● Assigned task
Reproduce the entire passage on Lai Xiaomin's removal from Huarong verbatim, with no changes of any kind.

::: Supplied passage

Regulators also hinted that Lai was removed from his position because he led his company too far afield from its original, core mission (Macropolo, September 4). Huarong is one of four asset management companies (AMCs) that were created in 1999 to dispose of the bad loans of China’s four largest state-run banks, in order to prepare those banks for eventual IPOs [1]. Over time, however, all four AMCs diversified away from the business of repackaging and reselling bad loans, moving into other areas such as real estate lending and stock broking. Regulators clearly felt that, rather than solving the problem of bad debt, the AMCs had begun to exacerbate it. Judging by statements from all four AMCs following Lai’s downfall, all of which pledged that the companies would shed their extraneous business lines and return to their core mission, regulators’ message was received loud and clear.

More than Meets the Eye?

Framed this way, Lai Xiaomin’s fate makes complete sense. Lai was clearly a corrupt, irresponsible executive, who drove his company to lend much more freely than he should have. If top economic regulators trying to rein in reckless lending needed someone to make an example of, they could hardly ask for a better candidate. It is an entirely plausible technocratic story about a venal businessman run afoul of well-designed economic policy.

::::::
::: Input data

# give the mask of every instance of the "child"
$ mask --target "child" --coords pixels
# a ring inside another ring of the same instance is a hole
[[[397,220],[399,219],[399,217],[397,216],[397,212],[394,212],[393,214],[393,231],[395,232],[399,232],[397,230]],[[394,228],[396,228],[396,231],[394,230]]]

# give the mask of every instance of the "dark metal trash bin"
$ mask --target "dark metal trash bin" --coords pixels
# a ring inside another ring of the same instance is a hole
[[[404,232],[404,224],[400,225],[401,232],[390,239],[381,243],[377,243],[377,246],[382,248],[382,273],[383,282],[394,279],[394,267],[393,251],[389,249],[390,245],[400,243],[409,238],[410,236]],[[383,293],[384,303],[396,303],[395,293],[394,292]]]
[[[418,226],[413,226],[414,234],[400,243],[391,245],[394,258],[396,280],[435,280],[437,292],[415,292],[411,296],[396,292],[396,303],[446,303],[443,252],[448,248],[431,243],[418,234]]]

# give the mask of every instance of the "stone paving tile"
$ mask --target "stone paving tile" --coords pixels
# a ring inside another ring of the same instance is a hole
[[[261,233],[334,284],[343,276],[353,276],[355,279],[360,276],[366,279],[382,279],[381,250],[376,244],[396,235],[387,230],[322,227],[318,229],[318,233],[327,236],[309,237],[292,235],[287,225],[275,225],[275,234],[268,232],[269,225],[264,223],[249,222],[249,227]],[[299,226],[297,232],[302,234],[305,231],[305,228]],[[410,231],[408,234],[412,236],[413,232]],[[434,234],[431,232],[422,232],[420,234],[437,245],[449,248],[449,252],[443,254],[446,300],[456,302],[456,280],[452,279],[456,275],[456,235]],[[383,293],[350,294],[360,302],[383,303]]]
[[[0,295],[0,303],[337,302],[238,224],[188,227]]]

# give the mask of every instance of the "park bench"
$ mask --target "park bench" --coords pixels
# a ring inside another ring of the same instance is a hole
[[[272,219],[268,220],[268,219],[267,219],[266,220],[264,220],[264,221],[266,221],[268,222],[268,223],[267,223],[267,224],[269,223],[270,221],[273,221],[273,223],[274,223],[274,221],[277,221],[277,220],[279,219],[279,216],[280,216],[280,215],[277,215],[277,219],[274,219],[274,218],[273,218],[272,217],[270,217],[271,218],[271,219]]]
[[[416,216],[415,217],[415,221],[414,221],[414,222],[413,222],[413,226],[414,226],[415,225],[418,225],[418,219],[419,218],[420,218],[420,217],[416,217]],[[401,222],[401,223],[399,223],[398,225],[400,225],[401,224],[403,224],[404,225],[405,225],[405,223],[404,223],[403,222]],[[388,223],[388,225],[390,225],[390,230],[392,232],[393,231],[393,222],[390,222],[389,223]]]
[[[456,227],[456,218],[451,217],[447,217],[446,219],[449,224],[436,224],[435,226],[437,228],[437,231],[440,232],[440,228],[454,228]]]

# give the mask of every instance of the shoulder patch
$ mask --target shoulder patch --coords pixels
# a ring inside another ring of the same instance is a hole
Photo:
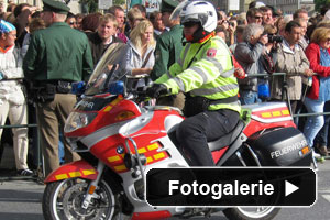
[[[207,56],[208,57],[215,57],[217,55],[217,50],[216,48],[209,48],[207,51]]]

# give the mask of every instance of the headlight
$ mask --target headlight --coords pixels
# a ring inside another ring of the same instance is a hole
[[[98,113],[95,112],[72,112],[66,120],[64,132],[69,133],[76,131],[77,129],[87,127],[97,116]]]

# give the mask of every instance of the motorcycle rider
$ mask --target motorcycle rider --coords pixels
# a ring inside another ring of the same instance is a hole
[[[182,9],[182,10],[180,10]],[[239,85],[230,51],[216,36],[217,12],[204,0],[177,7],[187,44],[177,63],[147,89],[151,97],[186,94],[187,117],[176,136],[191,166],[213,166],[208,142],[230,133],[240,119]],[[176,11],[173,12],[173,15]]]

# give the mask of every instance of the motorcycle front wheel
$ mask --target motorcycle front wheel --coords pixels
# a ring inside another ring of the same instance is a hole
[[[279,211],[279,208],[267,207],[238,207],[223,210],[224,216],[230,220],[271,220]]]
[[[47,220],[112,219],[116,213],[116,196],[101,180],[87,209],[81,207],[90,180],[69,178],[48,183],[43,196],[43,215]],[[118,206],[117,206],[118,207]]]

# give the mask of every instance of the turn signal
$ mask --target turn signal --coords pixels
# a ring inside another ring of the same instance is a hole
[[[122,111],[119,114],[117,114],[116,120],[122,121],[122,120],[129,119],[133,116],[135,116],[135,114],[132,111]]]

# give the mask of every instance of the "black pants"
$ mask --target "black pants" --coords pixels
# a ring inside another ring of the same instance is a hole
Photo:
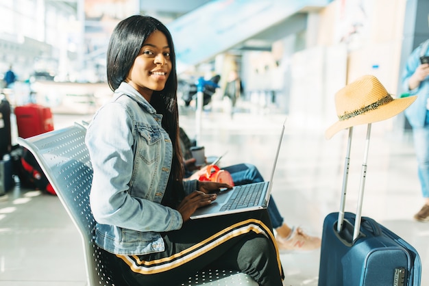
[[[237,270],[259,285],[282,285],[284,276],[266,209],[190,220],[164,233],[165,250],[107,254],[130,285],[175,285],[207,267]]]

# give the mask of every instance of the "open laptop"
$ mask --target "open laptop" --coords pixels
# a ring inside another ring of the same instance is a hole
[[[217,198],[210,205],[197,209],[191,216],[191,219],[209,218],[268,207],[268,203],[271,195],[274,171],[275,170],[278,155],[280,151],[282,141],[283,140],[285,124],[286,120],[282,126],[280,138],[277,147],[269,181],[237,185],[232,190],[221,191],[217,193]],[[234,201],[238,200],[241,200]]]

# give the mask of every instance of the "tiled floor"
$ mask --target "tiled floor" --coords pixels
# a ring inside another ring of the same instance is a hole
[[[54,114],[56,129],[90,116]],[[206,155],[228,151],[221,166],[256,165],[268,178],[284,115],[270,110],[204,112],[199,144]],[[181,125],[196,133],[195,116],[182,111]],[[422,204],[409,135],[392,119],[372,125],[363,214],[387,226],[418,250],[421,285],[429,285],[429,223],[413,220]],[[366,129],[354,129],[346,210],[356,211]],[[286,222],[321,235],[324,217],[336,211],[347,132],[326,140],[323,130],[288,121],[273,196]],[[286,285],[317,285],[319,251],[284,253]],[[15,187],[0,201],[0,285],[86,285],[80,237],[55,196]]]

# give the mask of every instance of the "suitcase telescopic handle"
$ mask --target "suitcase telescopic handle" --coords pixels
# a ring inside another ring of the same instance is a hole
[[[363,193],[365,186],[365,179],[367,178],[367,162],[368,160],[368,150],[369,149],[369,138],[371,136],[371,123],[368,123],[367,129],[367,139],[365,140],[365,148],[363,155],[363,162],[362,163],[362,172],[360,174],[360,184],[359,186],[359,197],[358,198],[358,206],[356,208],[356,222],[354,223],[354,231],[353,231],[353,240],[358,238],[360,229],[360,220],[362,218],[362,204],[363,203]]]

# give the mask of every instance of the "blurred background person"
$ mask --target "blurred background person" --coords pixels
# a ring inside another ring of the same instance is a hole
[[[429,222],[429,40],[419,44],[410,55],[403,71],[402,83],[417,100],[404,111],[413,127],[414,147],[424,205],[414,216],[420,222]]]
[[[12,87],[12,85],[15,82],[16,80],[16,76],[15,75],[15,73],[14,73],[14,71],[12,70],[11,64],[10,66],[9,66],[9,69],[8,70],[8,71],[6,71],[6,73],[5,73],[5,88],[10,88]]]

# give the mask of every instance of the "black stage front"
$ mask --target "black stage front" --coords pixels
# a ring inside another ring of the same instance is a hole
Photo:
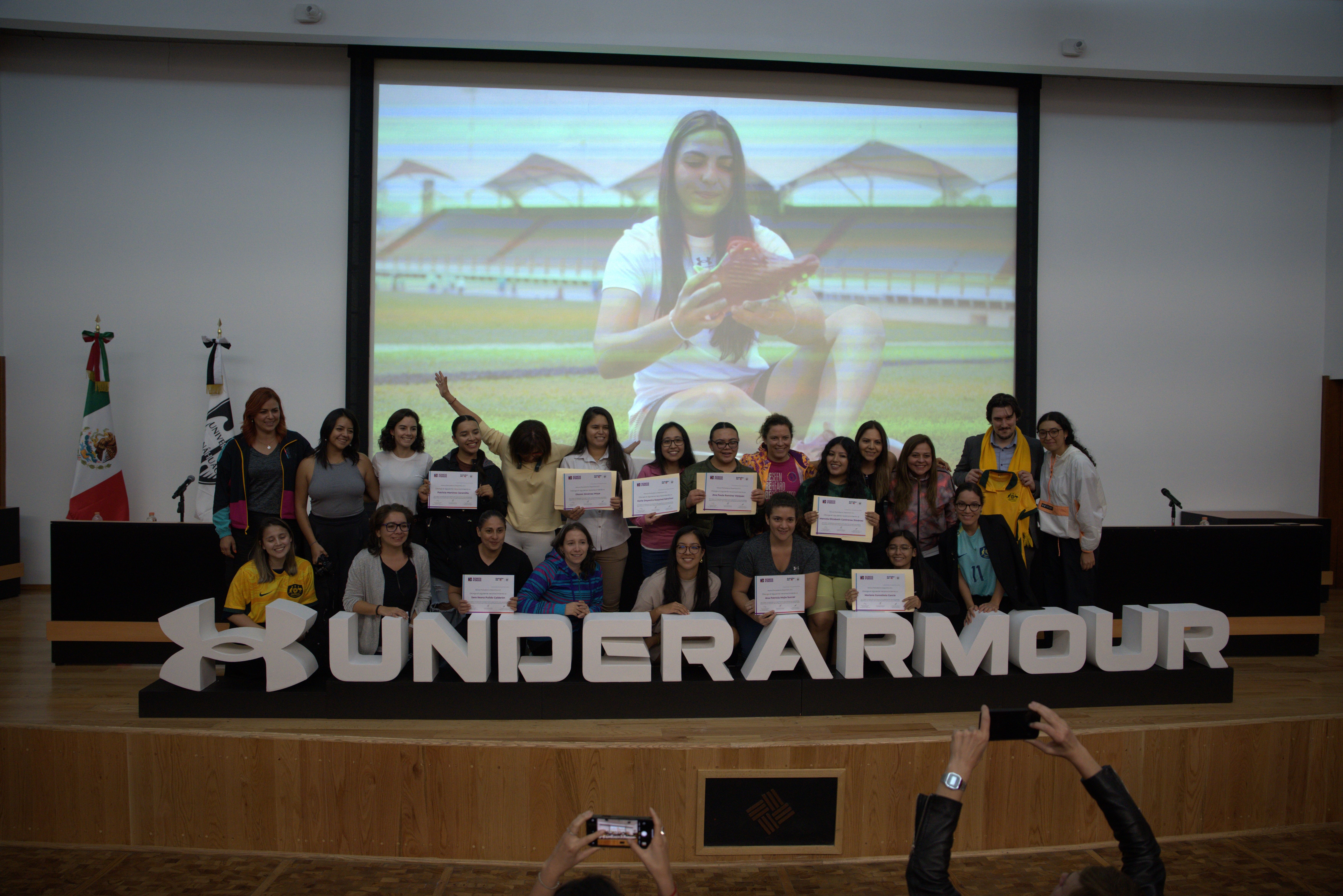
[[[698,674],[696,674],[698,673]],[[321,676],[322,673],[318,673]],[[1186,657],[1186,668],[1031,676],[1010,666],[1006,676],[978,673],[892,678],[868,662],[865,678],[813,680],[804,672],[767,681],[710,681],[696,666],[685,681],[594,684],[567,681],[466,684],[451,670],[438,681],[411,680],[411,664],[395,681],[352,682],[314,676],[267,693],[261,680],[220,677],[204,690],[156,681],[140,692],[141,719],[728,719],[745,716],[874,716],[974,711],[980,704],[1025,707],[1150,707],[1232,703],[1233,669],[1209,669]],[[739,676],[737,670],[733,670]]]

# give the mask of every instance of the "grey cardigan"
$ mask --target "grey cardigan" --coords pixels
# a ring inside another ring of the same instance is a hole
[[[415,564],[415,603],[411,604],[411,615],[424,613],[428,607],[428,551],[418,544],[411,544],[411,563]],[[367,600],[372,604],[383,603],[383,590],[387,580],[383,578],[383,559],[376,553],[360,551],[349,564],[349,578],[345,580],[344,607],[355,613],[356,600]],[[383,621],[377,617],[359,617],[359,652],[363,654],[377,653],[377,645],[383,637]]]

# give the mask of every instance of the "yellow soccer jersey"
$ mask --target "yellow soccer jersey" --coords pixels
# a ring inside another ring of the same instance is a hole
[[[244,563],[228,586],[224,617],[244,613],[252,622],[266,625],[266,604],[271,600],[283,598],[294,603],[314,603],[317,591],[313,588],[313,564],[302,557],[294,560],[298,563],[297,574],[279,572],[266,583],[257,582],[257,567],[252,563]]]

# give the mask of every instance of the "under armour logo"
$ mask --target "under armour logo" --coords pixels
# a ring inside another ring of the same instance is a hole
[[[204,690],[215,682],[215,662],[266,661],[266,690],[283,690],[317,672],[317,658],[294,643],[317,619],[310,607],[293,600],[266,606],[265,629],[215,630],[215,602],[188,603],[158,617],[164,630],[181,650],[168,657],[158,677],[179,688]]]
[[[779,830],[779,825],[798,813],[792,811],[792,806],[783,802],[783,797],[779,795],[778,790],[771,790],[760,797],[760,802],[747,809],[747,814],[751,815],[751,821],[764,827],[764,833],[772,834]]]

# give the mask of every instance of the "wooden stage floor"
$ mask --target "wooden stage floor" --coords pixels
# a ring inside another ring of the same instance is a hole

::::::

● Output for this task
Regulators also hinted that Lai was removed from his position because he led his company too far afield from its original, core mission (Macropolo, September 4). Huarong is one of four asset management companies (AMCs) that were created in 1999 to dispose of the bad loans of China’s four largest state-run banks, in order to prepare those banks for eventual IPOs [1]. Over time, however, all four AMCs diversified away from the business of repackaging and reselling bad loans, moving into other areas such as real estate lending and stock broking. Regulators clearly felt that, rather than solving the problem of bad debt, the AMCs had begun to exacerbate it. Judging by statements from all four AMCs following Lai’s downfall, all of which pledged that the companies would shed their extraneous business lines and return to their core mission, regulators’ message was received loud and clear.

More than Meets the Eye?

Framed this way, Lai Xiaomin’s fate makes complete sense. Lai was clearly a corrupt, irresponsible executive, who drove his company to lend much more freely than he should have. If top economic regulators trying to rein in reckless lending needed someone to make an example of, they could hardly ask for a better candidate. It is an entirely plausible technocratic story about a venal businessman run afoul of well-designed economic policy.